● **AIM OF THE EXERCISE**
Please output everything from the line containing "Target: pink polo shirt" down to the end of the data, including both of those ends, repeating each line exactly.

(Labeled-object pointing data)

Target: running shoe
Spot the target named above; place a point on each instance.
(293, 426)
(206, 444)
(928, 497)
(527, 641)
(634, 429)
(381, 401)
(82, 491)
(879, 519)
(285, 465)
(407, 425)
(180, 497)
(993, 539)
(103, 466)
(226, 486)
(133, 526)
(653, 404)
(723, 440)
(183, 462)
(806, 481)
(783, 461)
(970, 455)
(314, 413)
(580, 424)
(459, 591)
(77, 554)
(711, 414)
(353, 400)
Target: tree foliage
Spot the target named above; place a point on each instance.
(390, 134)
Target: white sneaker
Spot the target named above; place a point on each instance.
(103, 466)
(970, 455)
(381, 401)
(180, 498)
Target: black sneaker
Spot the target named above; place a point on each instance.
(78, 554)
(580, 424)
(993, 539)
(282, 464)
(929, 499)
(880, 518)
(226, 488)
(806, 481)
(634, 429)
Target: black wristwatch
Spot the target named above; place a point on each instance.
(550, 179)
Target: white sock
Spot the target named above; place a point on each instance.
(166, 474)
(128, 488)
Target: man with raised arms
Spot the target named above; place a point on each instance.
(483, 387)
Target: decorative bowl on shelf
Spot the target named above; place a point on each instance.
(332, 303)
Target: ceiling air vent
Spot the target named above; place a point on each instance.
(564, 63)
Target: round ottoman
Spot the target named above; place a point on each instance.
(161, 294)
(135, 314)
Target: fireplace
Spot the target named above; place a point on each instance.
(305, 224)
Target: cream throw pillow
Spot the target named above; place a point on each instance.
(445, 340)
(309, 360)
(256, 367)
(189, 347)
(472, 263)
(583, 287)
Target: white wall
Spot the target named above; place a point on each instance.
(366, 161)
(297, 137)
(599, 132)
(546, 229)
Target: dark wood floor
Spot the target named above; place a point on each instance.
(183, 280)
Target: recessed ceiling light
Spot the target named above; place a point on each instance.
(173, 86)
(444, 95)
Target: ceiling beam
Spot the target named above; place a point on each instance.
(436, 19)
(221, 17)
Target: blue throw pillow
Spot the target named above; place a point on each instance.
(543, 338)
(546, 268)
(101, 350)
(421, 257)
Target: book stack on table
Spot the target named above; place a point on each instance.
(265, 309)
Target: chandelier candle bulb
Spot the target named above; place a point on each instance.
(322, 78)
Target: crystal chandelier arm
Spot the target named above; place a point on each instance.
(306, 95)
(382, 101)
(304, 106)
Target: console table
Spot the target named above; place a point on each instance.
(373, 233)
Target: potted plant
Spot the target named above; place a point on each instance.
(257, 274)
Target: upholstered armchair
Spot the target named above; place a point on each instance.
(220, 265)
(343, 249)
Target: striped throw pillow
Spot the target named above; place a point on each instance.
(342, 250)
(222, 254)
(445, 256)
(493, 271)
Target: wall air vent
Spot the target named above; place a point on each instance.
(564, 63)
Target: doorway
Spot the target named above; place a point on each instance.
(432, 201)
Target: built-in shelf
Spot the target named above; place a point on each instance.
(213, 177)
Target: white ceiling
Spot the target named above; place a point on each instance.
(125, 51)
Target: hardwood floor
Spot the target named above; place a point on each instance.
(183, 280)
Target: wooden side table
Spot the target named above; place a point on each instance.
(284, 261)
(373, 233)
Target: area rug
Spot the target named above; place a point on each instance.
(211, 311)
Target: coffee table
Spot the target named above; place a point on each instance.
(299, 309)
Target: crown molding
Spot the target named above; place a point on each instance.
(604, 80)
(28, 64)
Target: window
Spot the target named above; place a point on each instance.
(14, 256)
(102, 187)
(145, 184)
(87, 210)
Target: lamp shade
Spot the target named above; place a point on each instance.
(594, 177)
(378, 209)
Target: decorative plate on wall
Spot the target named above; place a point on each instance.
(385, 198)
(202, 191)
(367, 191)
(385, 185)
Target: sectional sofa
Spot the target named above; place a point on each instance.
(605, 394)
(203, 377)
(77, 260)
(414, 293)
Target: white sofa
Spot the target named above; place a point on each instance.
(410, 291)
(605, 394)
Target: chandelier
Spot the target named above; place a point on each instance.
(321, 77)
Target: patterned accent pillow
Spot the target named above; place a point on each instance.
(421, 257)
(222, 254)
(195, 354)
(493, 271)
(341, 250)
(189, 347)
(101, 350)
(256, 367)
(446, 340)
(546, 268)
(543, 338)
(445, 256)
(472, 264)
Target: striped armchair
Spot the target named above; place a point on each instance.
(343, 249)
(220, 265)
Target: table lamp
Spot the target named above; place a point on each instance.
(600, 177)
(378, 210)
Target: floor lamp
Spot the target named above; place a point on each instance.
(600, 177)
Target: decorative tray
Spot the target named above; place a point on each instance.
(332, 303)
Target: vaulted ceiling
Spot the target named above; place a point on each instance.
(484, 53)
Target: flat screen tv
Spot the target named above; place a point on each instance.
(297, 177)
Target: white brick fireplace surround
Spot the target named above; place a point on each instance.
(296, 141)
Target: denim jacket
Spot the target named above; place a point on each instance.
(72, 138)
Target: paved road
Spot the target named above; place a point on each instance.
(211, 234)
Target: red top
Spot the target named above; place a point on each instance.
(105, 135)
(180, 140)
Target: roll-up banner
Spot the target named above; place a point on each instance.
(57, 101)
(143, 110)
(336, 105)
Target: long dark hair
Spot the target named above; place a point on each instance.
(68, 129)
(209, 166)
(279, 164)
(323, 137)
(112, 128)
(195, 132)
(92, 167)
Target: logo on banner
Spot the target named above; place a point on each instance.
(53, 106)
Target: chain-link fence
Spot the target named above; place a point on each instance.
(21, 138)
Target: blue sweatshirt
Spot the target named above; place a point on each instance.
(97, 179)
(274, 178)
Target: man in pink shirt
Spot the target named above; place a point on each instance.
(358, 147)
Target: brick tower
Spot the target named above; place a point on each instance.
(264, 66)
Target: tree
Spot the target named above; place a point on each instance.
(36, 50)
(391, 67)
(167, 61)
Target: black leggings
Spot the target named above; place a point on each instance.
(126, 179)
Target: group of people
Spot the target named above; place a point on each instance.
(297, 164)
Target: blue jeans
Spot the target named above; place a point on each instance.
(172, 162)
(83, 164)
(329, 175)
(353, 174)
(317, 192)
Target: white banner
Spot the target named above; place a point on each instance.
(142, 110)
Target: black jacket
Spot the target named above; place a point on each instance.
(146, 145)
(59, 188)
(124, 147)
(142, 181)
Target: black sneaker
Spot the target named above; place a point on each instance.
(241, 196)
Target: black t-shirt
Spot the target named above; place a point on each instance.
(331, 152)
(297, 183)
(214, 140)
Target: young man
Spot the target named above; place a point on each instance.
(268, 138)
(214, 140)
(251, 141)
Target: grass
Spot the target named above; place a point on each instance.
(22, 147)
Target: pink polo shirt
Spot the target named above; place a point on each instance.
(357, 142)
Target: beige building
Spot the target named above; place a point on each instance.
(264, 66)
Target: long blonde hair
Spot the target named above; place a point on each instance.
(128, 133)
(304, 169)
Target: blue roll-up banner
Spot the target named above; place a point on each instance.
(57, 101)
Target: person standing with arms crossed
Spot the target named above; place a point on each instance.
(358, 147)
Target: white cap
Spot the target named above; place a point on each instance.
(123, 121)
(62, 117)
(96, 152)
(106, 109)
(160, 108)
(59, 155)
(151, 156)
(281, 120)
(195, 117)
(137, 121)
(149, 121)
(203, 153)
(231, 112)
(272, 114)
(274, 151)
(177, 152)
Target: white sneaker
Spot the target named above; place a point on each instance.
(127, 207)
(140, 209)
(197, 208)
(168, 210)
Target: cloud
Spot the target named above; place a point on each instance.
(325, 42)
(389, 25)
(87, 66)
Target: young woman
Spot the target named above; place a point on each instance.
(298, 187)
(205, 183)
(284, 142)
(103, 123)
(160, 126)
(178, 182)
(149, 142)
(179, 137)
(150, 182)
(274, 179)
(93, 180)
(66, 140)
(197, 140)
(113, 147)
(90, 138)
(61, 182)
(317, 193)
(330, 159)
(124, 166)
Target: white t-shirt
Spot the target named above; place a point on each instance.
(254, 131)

● **FULL RESPONSE**
Target: pink polo shirt
Spot the target named above; place a point on each instance.
(357, 142)
Target: beige building
Spot the target named above; place a point on each instance.
(264, 66)
Target: long blonde hair
Spot the target named above; place a point on each instance.
(128, 133)
(304, 169)
Target: blue roll-up banner
Spot the target named above; place a point on each instance.
(57, 101)
Target: person standing with arms crossed
Spot the target named above; place a point on each instance.
(358, 147)
Target: white cap
Spot the target named above; place a point on each instance.
(123, 121)
(62, 117)
(96, 152)
(106, 109)
(160, 108)
(59, 155)
(151, 156)
(281, 120)
(195, 117)
(137, 121)
(149, 121)
(203, 153)
(231, 112)
(272, 114)
(274, 151)
(177, 152)
Target: white sneaker
Spot the target named above; place a point on each instance.
(127, 207)
(140, 209)
(197, 208)
(168, 210)
Target: cloud
Spot the target named above; place a point on each instance.
(325, 42)
(389, 25)
(87, 66)
Target: young woman
Spot the target named above; place a point on each instance.
(298, 187)
(205, 183)
(284, 142)
(103, 123)
(160, 126)
(178, 182)
(149, 142)
(179, 137)
(150, 182)
(274, 179)
(93, 180)
(66, 140)
(197, 140)
(113, 147)
(90, 138)
(61, 182)
(317, 193)
(330, 159)
(124, 166)
Target: white t-shirt
Spot the target named above; place a point on each instance.
(254, 131)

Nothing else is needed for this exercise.